* start EXTRACT *

How-to Get Web Page Source ?

iic2 · May 16, 2009

I been looking into PERL and even wondering how to do this in asm on a freeBSD running Apache and now I don't think it need all of that serious coding other than for pausing the text to extract needed information. I thought it was about Spi*ers, Ro*ots and bot, something magical. But all I need is a separate timed process or timed script to grab a simple web page complete TEXT-BASED-ONLY with-out the use of an browser... No HTML rendering. Go-get page and save that text to disk at 12:01am each and every night. And that's it.

Example:
http://www.wunderground.com/US/IN/Bloomington.html

After I grab the complete source page than I'll compare changes to previous 5-Day Forecast for ZIP Code 47401 and extract that info and update my page with the same Forecast nightly. I would also include the link to this public information site on my page as an matter of respect.

The hard stuff comes next. I'll worry about how to pause it for changes in the sky latter. Just getting the text on the disk is what I need to do right now. It may be simple but I never done it before.

* end EXTRACT *

WRITTEN PROBLEM A: Reproduce the forum post about fetching a page's source from "After I grab" up to and including "matter of respect.".

* start DATASET RECORDS *

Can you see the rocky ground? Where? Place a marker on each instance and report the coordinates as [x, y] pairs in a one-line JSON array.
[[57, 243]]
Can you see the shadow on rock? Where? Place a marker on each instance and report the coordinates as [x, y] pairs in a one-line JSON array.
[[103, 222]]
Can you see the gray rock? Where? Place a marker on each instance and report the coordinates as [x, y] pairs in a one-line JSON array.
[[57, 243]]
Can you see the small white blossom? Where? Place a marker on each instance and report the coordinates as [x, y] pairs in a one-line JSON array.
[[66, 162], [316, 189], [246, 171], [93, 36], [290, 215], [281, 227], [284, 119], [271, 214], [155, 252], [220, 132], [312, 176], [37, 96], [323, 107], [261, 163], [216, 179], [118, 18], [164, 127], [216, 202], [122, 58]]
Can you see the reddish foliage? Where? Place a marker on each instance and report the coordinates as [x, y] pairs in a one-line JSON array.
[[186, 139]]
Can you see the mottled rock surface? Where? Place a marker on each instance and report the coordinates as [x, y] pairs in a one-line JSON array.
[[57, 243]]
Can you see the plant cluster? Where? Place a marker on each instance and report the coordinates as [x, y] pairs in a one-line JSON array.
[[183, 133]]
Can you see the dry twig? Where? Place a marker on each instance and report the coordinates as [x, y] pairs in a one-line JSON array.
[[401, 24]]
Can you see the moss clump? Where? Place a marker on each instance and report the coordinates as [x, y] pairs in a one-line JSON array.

* end DATASET RECORDS *

WRITTEN PROBLEM B: Find each line in the rows above that contains the word "shadow", and copy all of those lines.

ANSWER A:
After I grab the complete source page than I'll compare changes to previous 5-Day Forecast for ZIP Code 47401 and extract that info and update my page with the same Forecast nightly. I would also include the link to this public information site on my page as an matter of respect.

ANSWER B:
Can you see the shadow on rock? Where? Place a marker on each instance and report the coordinates as [x, y] pairs in a one-line JSON array.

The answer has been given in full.